In the listing below, locate the line containing "pair like [265,299]."; reproduce that line and all lines that follow it, unchanged.

· · · ·

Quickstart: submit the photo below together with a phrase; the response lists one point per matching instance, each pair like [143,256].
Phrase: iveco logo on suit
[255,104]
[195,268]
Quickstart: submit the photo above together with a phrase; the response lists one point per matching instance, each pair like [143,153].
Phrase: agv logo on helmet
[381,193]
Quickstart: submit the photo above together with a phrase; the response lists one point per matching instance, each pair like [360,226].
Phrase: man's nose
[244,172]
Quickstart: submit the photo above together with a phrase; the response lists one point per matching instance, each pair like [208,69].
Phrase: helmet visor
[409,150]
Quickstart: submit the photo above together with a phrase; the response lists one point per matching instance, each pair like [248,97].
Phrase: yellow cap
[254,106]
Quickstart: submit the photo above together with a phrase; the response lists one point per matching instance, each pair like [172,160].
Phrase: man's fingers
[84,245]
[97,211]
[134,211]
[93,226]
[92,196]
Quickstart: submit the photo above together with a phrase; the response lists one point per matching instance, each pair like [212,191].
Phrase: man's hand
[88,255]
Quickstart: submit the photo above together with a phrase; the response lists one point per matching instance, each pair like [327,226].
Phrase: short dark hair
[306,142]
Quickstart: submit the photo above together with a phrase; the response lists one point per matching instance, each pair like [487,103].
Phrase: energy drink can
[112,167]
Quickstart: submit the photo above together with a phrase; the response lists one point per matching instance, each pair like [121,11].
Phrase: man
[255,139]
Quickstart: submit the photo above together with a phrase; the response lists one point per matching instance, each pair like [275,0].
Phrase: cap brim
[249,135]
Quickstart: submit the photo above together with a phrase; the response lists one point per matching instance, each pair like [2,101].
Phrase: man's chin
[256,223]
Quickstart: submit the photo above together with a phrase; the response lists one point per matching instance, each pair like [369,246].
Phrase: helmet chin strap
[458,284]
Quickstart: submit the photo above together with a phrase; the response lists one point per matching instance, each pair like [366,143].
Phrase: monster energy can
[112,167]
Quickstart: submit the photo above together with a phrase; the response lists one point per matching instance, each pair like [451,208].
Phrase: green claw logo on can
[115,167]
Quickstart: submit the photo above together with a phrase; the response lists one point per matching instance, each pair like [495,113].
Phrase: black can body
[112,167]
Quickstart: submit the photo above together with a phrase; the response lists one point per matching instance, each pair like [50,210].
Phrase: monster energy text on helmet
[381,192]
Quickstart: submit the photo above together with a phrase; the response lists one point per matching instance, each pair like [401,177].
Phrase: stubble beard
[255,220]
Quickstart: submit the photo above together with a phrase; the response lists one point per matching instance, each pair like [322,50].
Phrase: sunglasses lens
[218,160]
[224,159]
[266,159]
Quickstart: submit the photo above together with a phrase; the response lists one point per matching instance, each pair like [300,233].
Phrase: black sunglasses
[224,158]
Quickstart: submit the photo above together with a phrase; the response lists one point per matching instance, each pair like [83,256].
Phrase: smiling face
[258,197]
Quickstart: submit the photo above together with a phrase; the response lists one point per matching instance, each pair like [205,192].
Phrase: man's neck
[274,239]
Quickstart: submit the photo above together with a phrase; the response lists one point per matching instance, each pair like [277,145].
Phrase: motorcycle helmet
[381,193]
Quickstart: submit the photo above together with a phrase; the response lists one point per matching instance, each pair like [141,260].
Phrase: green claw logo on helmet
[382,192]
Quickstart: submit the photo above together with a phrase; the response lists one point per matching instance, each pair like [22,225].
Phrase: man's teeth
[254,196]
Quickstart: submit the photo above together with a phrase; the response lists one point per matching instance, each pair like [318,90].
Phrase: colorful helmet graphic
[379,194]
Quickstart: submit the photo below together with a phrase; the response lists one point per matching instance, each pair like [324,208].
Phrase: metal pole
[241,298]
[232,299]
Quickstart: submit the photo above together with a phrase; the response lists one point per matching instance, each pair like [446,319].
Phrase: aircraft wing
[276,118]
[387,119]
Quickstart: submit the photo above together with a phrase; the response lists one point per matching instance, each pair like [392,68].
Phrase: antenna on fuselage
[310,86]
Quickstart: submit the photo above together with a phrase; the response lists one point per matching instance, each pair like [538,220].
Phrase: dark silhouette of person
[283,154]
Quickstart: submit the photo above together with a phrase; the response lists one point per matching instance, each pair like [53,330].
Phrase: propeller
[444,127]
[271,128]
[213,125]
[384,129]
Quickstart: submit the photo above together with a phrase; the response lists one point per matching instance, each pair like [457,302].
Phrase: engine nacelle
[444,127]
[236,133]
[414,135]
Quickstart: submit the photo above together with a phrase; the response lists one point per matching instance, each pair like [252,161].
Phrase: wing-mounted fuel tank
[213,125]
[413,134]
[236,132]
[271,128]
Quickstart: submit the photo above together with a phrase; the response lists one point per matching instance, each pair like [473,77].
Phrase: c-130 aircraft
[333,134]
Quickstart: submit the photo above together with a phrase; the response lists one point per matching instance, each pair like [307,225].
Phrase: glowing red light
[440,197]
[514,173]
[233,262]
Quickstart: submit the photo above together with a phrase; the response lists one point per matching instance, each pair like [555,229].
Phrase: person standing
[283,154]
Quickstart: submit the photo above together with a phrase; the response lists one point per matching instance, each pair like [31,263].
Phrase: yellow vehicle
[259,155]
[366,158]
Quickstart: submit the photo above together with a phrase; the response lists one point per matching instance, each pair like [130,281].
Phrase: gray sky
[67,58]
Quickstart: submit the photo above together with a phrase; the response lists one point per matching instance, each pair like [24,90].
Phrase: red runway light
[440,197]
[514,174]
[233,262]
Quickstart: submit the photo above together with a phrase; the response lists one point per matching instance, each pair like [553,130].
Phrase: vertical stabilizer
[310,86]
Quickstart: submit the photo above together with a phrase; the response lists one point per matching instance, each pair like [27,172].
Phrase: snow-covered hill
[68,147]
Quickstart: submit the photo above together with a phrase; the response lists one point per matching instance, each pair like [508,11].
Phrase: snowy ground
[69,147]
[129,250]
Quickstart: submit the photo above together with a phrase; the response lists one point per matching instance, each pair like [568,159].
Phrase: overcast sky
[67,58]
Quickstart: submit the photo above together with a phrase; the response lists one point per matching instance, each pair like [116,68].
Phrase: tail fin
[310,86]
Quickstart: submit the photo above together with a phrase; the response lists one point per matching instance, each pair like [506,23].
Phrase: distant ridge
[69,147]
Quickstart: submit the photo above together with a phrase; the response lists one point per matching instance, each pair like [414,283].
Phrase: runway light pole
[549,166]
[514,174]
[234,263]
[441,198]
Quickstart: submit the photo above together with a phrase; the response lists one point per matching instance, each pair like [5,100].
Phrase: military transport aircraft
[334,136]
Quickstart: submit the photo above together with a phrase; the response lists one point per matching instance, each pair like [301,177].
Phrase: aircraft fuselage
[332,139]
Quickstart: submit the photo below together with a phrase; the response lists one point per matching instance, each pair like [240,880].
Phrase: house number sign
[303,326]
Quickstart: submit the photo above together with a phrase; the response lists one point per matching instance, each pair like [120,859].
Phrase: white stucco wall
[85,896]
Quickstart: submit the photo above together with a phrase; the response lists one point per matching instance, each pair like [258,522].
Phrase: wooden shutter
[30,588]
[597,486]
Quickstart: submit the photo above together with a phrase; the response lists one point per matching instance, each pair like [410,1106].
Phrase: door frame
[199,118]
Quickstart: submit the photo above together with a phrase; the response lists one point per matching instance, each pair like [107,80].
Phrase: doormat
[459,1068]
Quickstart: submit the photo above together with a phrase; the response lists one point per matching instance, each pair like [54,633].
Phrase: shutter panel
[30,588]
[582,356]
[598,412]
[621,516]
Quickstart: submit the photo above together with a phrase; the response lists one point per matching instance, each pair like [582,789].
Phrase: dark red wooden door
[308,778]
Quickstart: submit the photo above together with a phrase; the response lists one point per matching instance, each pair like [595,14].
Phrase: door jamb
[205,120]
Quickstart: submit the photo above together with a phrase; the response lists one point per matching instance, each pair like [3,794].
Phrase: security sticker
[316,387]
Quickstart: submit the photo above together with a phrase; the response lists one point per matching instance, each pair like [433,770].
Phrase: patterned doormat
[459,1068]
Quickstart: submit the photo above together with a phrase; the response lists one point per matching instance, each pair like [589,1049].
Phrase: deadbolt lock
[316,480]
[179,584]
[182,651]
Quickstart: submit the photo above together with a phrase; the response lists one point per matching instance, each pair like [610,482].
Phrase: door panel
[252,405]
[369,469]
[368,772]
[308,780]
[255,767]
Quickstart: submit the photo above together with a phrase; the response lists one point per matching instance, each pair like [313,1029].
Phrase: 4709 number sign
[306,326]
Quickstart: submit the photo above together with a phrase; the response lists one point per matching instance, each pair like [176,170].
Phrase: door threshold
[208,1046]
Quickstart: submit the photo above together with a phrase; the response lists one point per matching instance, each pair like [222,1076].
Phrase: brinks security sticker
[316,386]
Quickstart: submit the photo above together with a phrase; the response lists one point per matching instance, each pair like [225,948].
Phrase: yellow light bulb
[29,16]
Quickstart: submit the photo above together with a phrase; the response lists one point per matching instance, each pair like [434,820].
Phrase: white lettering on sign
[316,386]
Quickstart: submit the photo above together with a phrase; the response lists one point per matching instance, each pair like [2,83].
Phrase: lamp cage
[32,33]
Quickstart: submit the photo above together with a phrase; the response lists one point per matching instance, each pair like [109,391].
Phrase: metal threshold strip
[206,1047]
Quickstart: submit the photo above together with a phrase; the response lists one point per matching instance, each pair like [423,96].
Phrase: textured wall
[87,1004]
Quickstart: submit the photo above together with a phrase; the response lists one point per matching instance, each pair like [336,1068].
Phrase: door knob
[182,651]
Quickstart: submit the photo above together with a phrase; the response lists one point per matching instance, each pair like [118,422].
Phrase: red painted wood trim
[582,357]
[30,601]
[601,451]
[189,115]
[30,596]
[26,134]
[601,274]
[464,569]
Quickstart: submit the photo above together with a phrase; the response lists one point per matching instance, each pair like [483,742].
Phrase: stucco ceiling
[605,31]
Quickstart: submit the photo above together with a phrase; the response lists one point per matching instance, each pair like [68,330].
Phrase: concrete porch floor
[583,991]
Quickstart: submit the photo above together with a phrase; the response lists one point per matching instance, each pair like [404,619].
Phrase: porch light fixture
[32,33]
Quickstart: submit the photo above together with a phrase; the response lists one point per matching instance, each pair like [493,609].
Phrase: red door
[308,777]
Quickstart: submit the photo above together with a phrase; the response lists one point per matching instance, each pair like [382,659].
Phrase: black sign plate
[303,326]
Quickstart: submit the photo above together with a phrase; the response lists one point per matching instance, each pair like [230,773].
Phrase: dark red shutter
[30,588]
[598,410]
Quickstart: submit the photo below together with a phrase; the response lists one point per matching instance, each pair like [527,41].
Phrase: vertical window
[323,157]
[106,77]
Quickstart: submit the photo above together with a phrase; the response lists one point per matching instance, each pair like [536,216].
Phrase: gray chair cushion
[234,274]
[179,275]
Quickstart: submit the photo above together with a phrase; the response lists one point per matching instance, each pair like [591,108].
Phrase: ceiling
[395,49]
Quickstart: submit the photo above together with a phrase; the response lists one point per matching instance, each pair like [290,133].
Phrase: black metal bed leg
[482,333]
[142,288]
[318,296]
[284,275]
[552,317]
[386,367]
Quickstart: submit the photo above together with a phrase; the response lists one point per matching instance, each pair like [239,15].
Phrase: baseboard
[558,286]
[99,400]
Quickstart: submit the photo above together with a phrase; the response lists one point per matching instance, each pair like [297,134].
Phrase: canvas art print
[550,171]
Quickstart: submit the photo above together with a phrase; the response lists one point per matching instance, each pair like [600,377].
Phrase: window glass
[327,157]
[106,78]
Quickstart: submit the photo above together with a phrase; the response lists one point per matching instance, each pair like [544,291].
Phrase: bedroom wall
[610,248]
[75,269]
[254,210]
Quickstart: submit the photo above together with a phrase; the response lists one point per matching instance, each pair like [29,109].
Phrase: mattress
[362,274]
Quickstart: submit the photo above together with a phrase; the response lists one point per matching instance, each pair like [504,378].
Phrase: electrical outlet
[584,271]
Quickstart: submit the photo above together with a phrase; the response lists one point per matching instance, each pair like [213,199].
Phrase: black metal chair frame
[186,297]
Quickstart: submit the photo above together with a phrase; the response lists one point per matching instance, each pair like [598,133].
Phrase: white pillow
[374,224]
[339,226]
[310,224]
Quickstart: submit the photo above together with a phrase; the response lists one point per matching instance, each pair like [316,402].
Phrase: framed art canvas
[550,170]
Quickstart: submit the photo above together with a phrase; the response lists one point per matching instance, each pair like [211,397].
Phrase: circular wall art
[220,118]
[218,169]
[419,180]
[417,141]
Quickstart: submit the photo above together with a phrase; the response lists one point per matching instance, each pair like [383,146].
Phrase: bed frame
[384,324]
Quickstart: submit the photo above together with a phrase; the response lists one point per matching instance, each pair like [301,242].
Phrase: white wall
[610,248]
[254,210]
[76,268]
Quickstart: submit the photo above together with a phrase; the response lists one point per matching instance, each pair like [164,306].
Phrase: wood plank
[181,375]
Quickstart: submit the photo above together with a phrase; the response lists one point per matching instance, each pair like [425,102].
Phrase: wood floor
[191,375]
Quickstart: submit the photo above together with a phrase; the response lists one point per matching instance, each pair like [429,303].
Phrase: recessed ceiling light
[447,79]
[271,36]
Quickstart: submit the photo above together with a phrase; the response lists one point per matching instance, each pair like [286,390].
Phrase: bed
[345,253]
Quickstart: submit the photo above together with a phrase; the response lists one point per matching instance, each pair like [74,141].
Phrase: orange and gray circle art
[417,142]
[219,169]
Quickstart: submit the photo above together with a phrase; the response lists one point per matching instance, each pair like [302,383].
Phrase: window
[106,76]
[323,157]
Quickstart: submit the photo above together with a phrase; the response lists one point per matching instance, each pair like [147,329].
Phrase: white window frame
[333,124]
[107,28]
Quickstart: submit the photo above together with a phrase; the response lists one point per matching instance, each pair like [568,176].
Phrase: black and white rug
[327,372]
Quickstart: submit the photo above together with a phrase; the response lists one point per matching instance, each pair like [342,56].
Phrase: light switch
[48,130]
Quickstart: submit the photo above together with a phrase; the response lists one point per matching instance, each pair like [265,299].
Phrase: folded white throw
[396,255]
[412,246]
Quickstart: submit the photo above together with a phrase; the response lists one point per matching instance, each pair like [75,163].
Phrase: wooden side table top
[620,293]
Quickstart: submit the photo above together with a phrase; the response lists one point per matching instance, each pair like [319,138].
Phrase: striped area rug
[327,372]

· · · ·

▸ SOLUTION TO THIS EXERCISE
Quickstart: submit the photo above together with a phrase; the response lists one point per matching instance, each pair like [265,299].
Phrase: folded white throw
[396,255]
[412,246]
Quickstart: submit the photo above together with a phrase; the response lists one point per matching instance, each pair like [75,163].
Phrase: wooden side table top
[620,293]
Quickstart: submit the photo above together with a phrase; the response lists one point per matching instance, each pair like [319,138].
Phrase: striped area rug
[327,372]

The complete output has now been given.